[Provided information Boundary: Start]

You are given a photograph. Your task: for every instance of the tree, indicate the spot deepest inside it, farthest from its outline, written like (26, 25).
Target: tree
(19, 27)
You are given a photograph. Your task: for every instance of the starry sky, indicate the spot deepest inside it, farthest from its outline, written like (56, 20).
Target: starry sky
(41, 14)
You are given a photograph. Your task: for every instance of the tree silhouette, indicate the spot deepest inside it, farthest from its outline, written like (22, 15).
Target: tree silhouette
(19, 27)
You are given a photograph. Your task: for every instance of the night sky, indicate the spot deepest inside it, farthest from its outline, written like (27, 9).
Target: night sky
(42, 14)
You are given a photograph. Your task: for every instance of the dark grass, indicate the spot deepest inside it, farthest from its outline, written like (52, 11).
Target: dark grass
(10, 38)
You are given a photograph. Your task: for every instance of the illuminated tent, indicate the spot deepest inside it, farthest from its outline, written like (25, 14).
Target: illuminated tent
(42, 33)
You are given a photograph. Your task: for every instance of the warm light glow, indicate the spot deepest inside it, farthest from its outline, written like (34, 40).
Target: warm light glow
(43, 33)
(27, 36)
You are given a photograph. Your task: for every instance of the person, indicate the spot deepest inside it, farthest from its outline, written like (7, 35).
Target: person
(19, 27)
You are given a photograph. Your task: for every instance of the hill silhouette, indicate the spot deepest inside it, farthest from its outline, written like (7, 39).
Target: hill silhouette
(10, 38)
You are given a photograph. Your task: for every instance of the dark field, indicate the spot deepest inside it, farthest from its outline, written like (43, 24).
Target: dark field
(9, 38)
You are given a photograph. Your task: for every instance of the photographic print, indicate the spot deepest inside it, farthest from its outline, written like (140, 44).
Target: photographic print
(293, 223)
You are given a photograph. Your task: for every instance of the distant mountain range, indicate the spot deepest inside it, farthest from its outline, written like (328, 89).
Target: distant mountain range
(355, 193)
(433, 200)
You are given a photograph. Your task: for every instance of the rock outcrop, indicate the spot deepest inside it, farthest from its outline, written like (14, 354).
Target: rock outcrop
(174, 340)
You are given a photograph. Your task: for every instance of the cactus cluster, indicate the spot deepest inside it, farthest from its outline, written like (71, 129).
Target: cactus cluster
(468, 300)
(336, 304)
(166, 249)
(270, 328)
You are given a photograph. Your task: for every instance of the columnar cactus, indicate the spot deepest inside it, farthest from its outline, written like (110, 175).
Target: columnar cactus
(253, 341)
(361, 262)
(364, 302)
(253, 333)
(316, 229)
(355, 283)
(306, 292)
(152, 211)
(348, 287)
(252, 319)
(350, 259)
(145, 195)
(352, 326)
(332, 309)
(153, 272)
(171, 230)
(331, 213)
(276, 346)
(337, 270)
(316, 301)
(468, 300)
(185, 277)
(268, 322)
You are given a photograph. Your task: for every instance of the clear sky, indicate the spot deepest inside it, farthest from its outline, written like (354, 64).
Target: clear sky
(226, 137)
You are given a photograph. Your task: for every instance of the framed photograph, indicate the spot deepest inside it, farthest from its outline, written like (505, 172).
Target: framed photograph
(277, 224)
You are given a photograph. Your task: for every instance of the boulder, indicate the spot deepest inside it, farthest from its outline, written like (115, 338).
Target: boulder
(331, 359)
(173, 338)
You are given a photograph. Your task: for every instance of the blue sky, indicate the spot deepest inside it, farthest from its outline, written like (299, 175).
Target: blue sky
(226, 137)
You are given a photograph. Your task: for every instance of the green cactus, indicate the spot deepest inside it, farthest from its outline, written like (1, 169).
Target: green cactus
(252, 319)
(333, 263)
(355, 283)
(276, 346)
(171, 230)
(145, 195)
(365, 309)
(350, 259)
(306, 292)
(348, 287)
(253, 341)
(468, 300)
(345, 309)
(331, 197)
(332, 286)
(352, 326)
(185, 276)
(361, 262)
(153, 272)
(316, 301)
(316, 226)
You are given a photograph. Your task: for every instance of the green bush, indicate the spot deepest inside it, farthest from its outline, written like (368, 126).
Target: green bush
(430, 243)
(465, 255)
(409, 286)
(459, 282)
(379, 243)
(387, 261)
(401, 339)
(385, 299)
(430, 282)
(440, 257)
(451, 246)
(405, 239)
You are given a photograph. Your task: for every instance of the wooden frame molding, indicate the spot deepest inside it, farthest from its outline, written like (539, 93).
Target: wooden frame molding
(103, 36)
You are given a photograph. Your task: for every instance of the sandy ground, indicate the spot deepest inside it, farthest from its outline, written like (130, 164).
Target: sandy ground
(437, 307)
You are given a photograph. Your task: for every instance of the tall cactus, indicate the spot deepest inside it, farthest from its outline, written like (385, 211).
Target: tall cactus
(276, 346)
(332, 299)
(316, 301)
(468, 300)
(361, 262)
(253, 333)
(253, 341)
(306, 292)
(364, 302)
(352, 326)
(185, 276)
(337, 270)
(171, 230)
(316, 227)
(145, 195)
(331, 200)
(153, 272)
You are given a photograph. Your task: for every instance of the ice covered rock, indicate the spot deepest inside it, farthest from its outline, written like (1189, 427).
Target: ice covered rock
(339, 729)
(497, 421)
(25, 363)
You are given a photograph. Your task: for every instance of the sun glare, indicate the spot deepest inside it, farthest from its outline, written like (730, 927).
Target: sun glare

[Provided information Boundary: End]

▸ **Action item**
In the listing above, find the line with "Target: cactus cluster" and the line with "like (110, 175).", then reproduce both and every line between them exactly.

▸ **Task solution**
Target: cactus cluster
(468, 300)
(336, 304)
(166, 249)
(270, 328)
You are given a photograph. Your task: for every instance of the columnar cactus, indicate the spot deepest inside it, farthest from its outline, written like (110, 175).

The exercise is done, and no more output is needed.